To do: Count the lines of the material below that contain the word "railing". Reply with the number alone.

Given entries:
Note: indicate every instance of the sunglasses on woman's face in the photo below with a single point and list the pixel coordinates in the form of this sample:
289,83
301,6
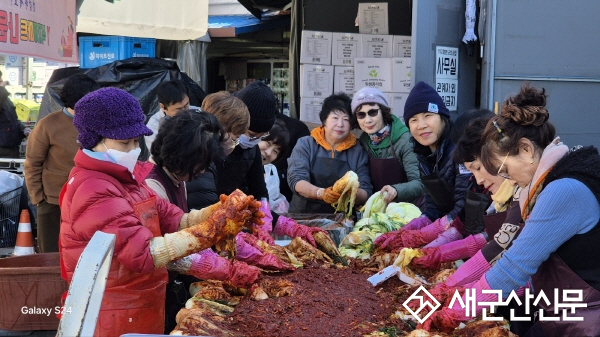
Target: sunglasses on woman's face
372,113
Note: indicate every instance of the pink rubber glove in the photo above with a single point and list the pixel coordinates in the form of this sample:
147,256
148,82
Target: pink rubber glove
450,252
289,227
264,236
254,256
450,235
470,271
392,241
268,219
423,236
207,265
447,319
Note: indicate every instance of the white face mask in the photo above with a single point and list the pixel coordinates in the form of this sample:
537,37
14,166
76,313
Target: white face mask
246,143
125,159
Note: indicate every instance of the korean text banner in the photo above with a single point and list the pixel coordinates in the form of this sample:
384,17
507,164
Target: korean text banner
39,28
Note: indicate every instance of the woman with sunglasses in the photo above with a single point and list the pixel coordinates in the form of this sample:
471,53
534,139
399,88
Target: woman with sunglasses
559,202
502,221
322,158
234,117
446,183
392,161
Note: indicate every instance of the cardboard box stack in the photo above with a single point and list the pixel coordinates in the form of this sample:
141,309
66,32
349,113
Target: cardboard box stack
348,62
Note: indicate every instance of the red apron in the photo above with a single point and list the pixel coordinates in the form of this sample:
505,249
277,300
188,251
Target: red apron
134,302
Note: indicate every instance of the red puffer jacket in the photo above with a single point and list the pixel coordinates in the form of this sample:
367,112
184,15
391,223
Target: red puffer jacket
101,195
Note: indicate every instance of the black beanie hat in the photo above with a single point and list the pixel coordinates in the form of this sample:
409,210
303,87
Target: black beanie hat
262,105
423,98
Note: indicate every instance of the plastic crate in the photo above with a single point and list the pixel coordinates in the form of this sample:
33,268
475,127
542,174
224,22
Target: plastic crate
9,217
27,110
31,281
95,51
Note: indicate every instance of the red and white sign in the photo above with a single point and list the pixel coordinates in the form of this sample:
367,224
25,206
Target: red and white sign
38,28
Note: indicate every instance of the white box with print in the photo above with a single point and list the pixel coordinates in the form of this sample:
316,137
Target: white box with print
401,46
374,73
310,107
345,48
316,80
316,47
377,46
401,67
343,80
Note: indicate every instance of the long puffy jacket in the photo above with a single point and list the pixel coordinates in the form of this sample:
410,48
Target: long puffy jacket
458,178
100,195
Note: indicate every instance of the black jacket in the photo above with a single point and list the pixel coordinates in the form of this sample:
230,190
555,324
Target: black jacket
11,129
441,162
202,191
296,130
242,169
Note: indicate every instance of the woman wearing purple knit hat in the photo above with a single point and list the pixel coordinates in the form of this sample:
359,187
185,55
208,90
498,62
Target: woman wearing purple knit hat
105,191
445,182
392,162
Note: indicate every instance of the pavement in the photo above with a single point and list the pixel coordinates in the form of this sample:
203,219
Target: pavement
7,252
38,333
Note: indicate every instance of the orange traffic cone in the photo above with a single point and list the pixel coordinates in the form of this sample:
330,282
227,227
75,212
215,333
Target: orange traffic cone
24,245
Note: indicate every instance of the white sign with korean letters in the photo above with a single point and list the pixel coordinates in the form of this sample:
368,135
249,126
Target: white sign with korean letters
446,75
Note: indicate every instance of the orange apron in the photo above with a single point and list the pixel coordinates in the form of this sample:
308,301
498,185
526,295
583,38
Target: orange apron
134,302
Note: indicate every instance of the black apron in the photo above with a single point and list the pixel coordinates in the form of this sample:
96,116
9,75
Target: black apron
493,222
231,175
438,189
324,172
475,206
388,171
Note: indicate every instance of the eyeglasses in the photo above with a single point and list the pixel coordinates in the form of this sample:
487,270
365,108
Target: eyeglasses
503,175
230,145
362,114
257,137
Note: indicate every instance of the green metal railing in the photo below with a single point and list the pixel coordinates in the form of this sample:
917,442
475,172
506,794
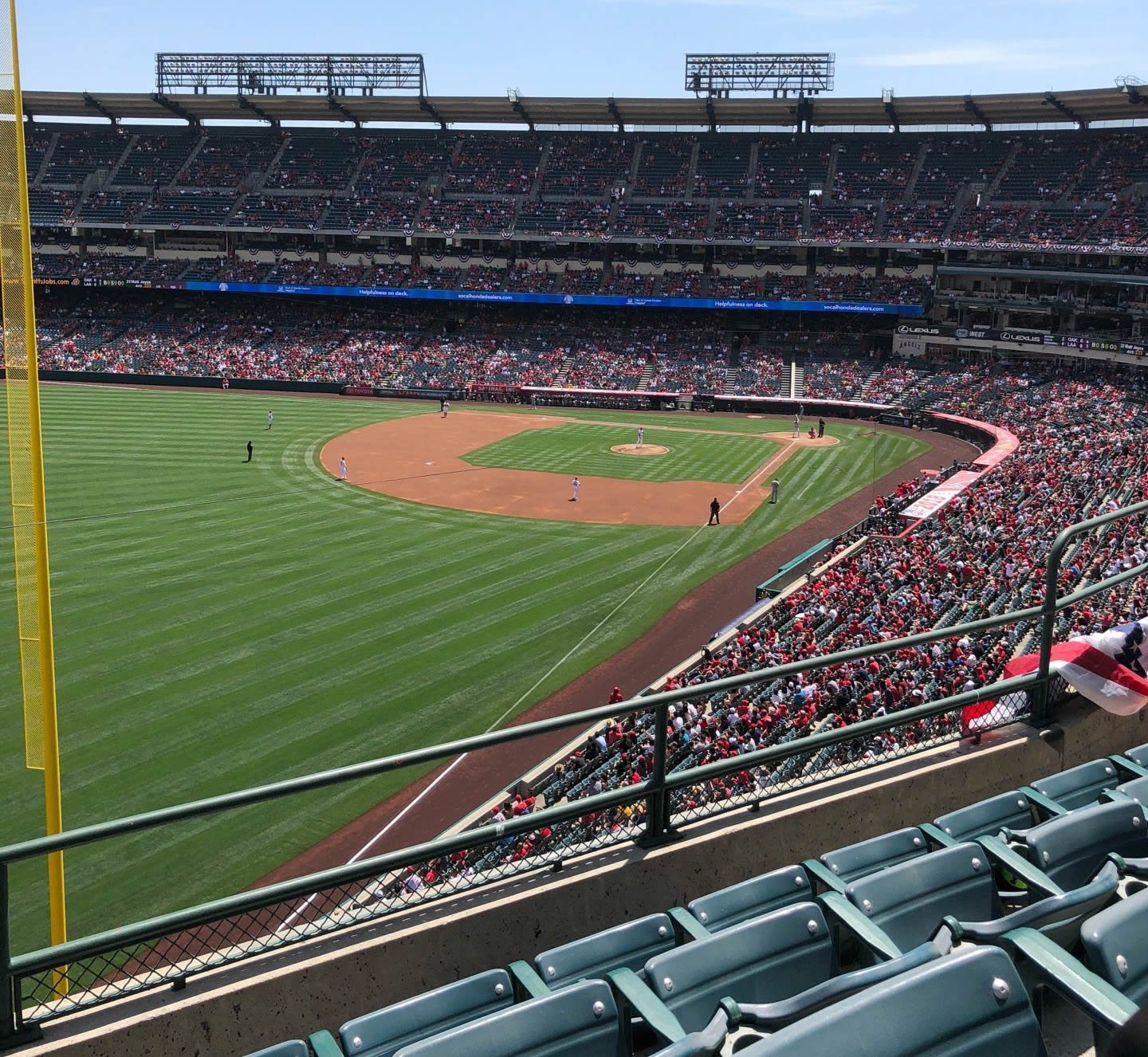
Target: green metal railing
166,949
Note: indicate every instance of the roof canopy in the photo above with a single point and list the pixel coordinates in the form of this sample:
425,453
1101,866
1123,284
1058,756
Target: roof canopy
1083,107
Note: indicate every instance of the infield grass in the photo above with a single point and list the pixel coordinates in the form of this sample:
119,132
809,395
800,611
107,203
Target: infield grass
221,624
586,450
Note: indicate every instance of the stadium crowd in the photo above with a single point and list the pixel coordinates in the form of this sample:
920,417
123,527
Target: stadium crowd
981,553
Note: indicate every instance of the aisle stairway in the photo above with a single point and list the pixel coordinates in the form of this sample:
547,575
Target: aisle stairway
564,370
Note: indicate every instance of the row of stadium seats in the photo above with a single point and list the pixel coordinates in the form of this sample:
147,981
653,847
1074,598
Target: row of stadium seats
1046,187
1046,166
521,278
1116,223
941,937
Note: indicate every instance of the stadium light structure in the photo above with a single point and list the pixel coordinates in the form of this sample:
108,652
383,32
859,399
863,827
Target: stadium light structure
269,73
799,73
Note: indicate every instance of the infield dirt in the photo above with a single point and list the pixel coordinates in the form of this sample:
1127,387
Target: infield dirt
420,459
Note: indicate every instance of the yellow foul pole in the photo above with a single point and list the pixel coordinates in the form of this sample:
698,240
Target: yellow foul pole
26,461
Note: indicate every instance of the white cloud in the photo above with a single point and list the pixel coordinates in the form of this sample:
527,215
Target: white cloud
976,54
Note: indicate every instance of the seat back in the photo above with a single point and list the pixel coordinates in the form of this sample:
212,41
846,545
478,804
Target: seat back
751,899
628,946
387,1031
292,1048
764,960
988,817
1116,941
867,856
580,1020
1137,790
1078,786
970,1004
1071,848
908,901
1138,756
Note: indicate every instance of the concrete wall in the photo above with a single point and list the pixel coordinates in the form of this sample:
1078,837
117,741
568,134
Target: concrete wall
326,981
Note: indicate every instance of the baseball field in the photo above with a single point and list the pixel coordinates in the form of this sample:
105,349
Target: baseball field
221,623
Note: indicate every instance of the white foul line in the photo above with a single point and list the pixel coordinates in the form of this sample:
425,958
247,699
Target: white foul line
553,668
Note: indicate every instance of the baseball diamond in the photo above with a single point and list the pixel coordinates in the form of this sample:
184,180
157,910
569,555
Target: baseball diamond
223,623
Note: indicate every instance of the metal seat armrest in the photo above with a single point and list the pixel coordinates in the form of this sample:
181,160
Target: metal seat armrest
1017,864
1130,766
323,1044
711,1039
855,921
639,999
937,835
1056,969
821,876
526,980
1079,901
1048,807
1137,868
686,925
774,1016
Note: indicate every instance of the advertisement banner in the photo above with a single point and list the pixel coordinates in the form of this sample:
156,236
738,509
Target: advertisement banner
600,301
941,496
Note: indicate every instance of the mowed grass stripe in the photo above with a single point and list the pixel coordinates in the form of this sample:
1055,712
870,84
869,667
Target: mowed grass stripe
586,450
258,621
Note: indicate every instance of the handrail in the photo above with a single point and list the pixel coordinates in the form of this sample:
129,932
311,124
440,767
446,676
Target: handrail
242,798
655,791
246,901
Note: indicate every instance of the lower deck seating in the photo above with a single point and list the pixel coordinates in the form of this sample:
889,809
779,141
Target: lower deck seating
915,942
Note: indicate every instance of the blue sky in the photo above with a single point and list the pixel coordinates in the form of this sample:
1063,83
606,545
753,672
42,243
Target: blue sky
603,47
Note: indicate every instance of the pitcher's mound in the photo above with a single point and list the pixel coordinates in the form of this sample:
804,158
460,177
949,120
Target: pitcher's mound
644,450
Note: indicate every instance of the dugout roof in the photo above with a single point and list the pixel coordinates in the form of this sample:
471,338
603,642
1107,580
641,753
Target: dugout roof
1083,107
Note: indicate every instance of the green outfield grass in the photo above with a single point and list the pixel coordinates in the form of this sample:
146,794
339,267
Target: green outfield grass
586,450
221,624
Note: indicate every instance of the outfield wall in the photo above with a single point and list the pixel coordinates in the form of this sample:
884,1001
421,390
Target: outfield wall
326,981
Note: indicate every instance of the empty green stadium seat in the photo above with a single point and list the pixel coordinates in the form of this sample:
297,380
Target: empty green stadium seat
1010,811
1137,756
836,869
628,946
1076,788
293,1048
1116,945
769,892
1135,788
580,1020
782,965
1071,848
899,908
387,1031
971,1004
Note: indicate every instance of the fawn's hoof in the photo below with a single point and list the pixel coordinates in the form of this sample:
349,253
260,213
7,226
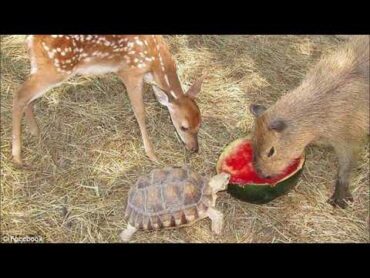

The completed task: 2